THE REQUEST = Return each line of the listing below, unchanged, and omit the images.

RAW DATA =
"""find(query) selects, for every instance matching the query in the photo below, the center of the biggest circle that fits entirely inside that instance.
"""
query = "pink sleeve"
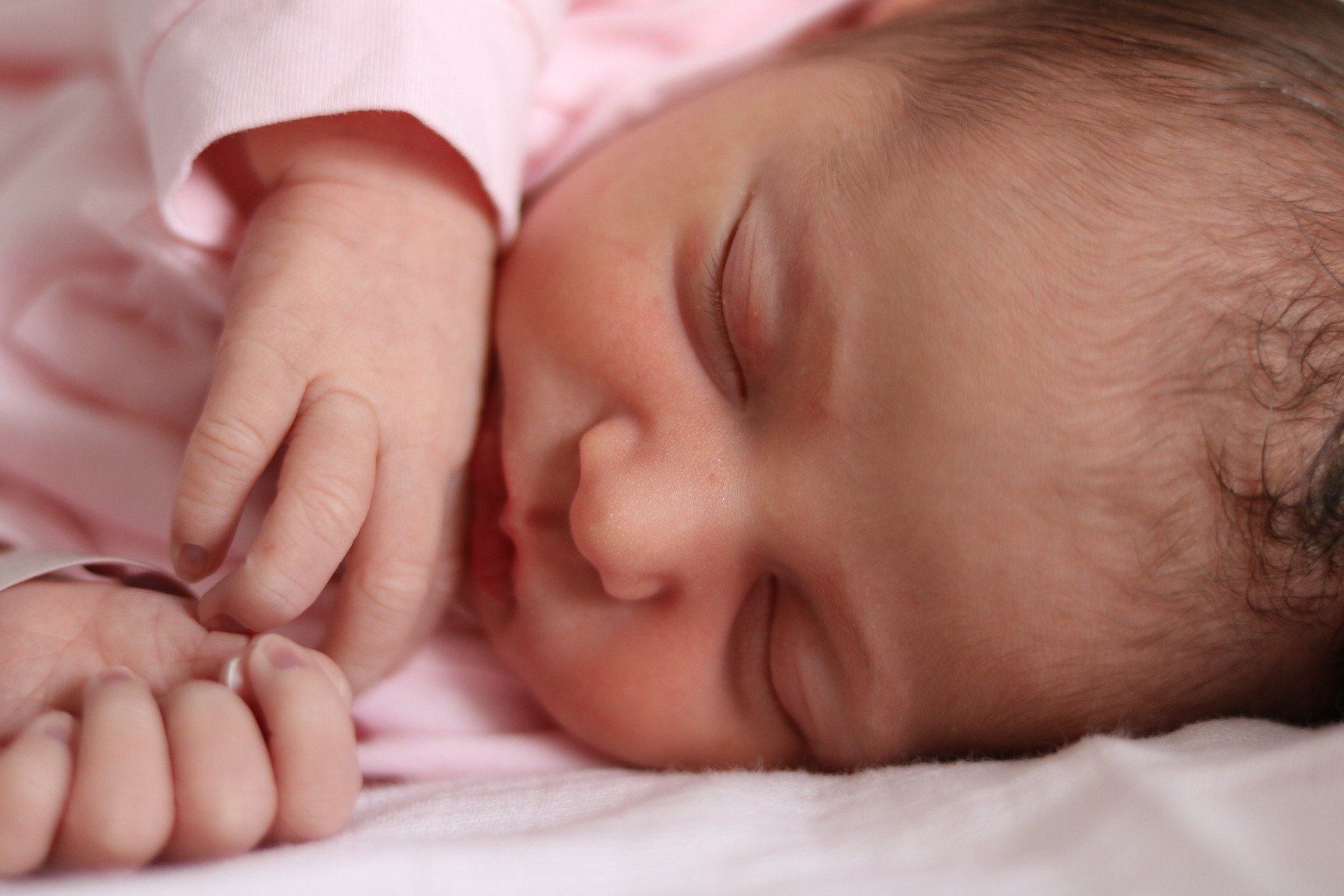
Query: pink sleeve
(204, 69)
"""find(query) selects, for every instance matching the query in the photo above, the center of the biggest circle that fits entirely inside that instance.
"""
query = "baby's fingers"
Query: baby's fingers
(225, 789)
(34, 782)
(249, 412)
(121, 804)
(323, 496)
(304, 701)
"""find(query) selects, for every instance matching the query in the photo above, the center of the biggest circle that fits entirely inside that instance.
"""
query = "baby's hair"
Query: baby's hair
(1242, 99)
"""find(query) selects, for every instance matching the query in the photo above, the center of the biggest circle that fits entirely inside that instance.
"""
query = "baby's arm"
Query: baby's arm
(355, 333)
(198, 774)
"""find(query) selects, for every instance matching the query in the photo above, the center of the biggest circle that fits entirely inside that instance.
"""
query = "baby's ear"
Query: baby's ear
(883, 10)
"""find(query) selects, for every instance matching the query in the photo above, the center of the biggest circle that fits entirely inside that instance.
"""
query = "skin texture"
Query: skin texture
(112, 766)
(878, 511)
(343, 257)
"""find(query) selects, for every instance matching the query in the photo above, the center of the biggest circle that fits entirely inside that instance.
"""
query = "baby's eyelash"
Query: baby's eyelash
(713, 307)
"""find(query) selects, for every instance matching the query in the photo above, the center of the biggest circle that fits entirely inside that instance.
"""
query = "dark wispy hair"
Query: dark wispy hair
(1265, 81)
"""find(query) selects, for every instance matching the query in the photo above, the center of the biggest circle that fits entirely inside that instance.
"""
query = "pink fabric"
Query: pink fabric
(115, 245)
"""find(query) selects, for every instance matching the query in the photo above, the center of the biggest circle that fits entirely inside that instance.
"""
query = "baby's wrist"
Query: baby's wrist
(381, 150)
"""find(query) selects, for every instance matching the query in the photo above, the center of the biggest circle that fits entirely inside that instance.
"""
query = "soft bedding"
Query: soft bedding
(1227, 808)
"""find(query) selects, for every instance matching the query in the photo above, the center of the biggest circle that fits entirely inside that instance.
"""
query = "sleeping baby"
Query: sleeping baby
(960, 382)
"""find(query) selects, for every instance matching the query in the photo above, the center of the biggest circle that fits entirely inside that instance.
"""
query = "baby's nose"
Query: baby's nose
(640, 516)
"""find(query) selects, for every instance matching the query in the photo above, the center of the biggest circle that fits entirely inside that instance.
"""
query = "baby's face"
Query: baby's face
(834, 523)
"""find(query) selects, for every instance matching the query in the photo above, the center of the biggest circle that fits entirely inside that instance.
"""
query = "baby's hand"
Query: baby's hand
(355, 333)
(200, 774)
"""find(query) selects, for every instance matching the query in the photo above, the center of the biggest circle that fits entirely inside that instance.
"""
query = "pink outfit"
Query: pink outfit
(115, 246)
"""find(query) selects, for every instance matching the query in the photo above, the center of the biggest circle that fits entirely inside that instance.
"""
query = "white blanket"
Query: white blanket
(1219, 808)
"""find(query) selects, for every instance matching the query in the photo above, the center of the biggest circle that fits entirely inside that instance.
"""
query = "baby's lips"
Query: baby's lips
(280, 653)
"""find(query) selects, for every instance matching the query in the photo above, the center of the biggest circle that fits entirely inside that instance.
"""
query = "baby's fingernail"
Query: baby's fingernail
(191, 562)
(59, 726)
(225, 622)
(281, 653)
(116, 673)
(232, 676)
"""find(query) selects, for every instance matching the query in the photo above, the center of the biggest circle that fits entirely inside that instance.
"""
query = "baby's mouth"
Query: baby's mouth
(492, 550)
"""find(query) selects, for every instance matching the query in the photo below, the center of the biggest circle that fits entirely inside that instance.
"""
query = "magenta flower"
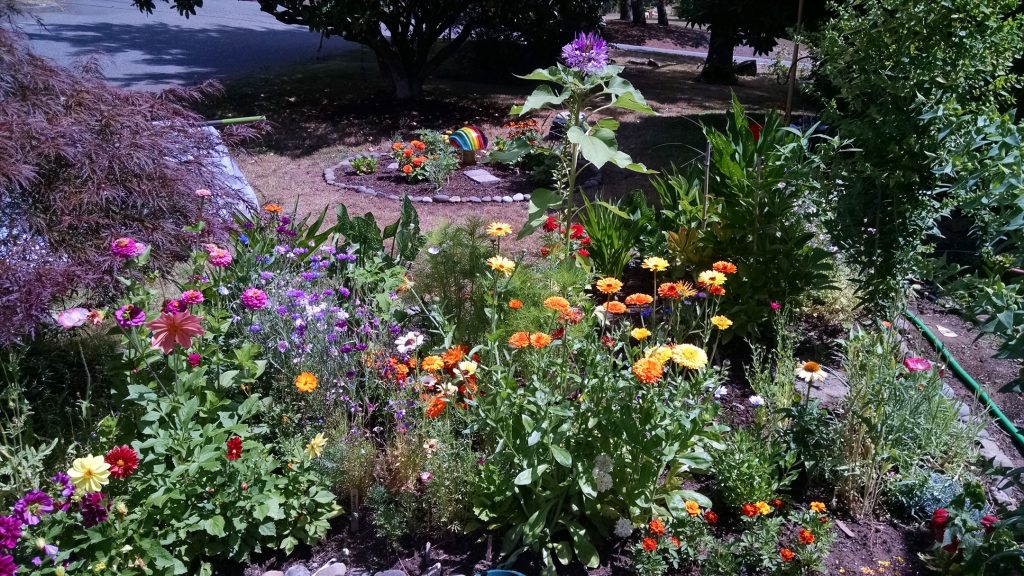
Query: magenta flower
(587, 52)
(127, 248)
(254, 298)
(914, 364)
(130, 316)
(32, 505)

WORKED SOLUTION =
"""find(query) selects, for every instance matching the query in the photo below, the center of the biggest circle that fits entirely inside that instance.
"""
query = "pink sleeve"
Query: pink sleeve
(204, 69)
"""find(query) selects, for every instance matching the query in the photo above, the center of the biggest circle that fits entirely inside that instance.
"""
query = "baby's fingers"
Query: baby's fingers
(225, 789)
(34, 782)
(249, 412)
(121, 804)
(323, 496)
(304, 701)
"""find(query) selects, for every instance matching the query in the photo above, the center of the biggest circle that fits entirely inside that instance.
"""
query = "baby's hair"
Query: baby's hair
(1242, 99)
"""find(query) selects, for every instance matching the query in the photo above, the center of the biggest circle that fits entirely inside that instance.
"""
query = "baby's arm"
Query: baby's arm
(355, 333)
(198, 774)
"""find(query) selects, for every instance matching the query in the photo above, the center of the biggest circle that fits entirely inside that instance.
"""
query = "baby's ear"
Query: baby's ear
(883, 10)
"""find(query) selects, for every instance matching the query in the photo above, the center of the biggest circle that fits entirely inside that instance.
"""
query = "skin texture"
Query: skin texture
(112, 766)
(878, 511)
(343, 257)
"""find(query) selects, for every instance matching the query in the photo above, the center of the biggest circle that fits entirely inside that instance.
"""
query = "baby's eyelash"
Query: baby's eyelash
(713, 307)
"""find(query) selects, for every instance matching the query in the photo above, the center of the biggest circle that fits entirely inside that instance.
"""
query = "dark wispy hair"
Query: dark wispy hair
(1265, 81)
"""find(query) selects, for every instance matching the query in the photo above, the center of the biggest circle that fits entirely inside that instance.
"""
query = "pink fabric"
Query: pink fabric
(115, 245)
"""find(query) selects, for every instance matching the query in the photo above, the center of the biggest circle that fits entirely inside that instance.
"""
query = "baby's wrist"
Query: baby's wrist
(381, 150)
"""find(query) selects, for every instance matching the query in the photo above, the center of the biggest circle that fits entirely inside that instance.
"""
query = "soft bedding"
Query: soft bedding
(1227, 808)
"""find(query) selects, for every instance matching the query in the photo above, the center of the biggest circle that fits entirely inside that instance.
"""
query = "sleeping baby"
Query: sleeping baby
(960, 382)
"""find(query) selects, for every instance matching the query in the photo above, the center of the biggest circle that fits entirely inside that instance.
"""
query = "baby's nose"
Query: baby's nose
(640, 516)
"""find(query) selects, for every instance matching the query in the photo above, the center of the biggest circle that fits entirely inside that instance.
"""
query = "baby's face"
Query: baby's face
(834, 523)
"""find(query) selects, for every instance matching the query in the photo above, the center of the biggest circle that fits entirely inside that instance.
"""
query = "baby's hand"
Query: baby's hand
(355, 333)
(200, 774)
"""find(query) selects, for every instance matching the query in the photo above, the center of the biggest circle that fits entirely inside that instance.
"""
query = "pink outfit"
Query: pink outfit
(115, 246)
"""find(query) selects, for every instance matching the query in the photo above, the center of the biggest circle that fits entirely inside that instance.
"""
query = "white blanket"
Query: white blanket
(1219, 808)
"""find(query) selects, for every instance matching the query in the photo above, the center of the biggest circle that fits entirely inside that instance.
"""
query = "baby's lips"
Query: baby's lips
(280, 653)
"""find(query) selects, for every instance matching the query in the photo above, the center of the biggest circle that fits entirely inside that instance.
"""
query = "baby's fingernail"
Query: baby's fingernail
(191, 562)
(59, 726)
(225, 622)
(281, 653)
(116, 673)
(232, 676)
"""find(query) selects, for every instance matching the query in the photo above, the center of the biggest circle that fits entirely inside that instance.
"""
query = "baby's mouth"
Query: baby's mouth
(492, 550)
"""find(query) selects, for every instance matching the query in the photo below, the center of the biggest circle that fits entirely inside that instance.
"""
query = "magenta flower"
Query: magenta flower
(587, 52)
(127, 248)
(254, 298)
(914, 364)
(130, 316)
(32, 505)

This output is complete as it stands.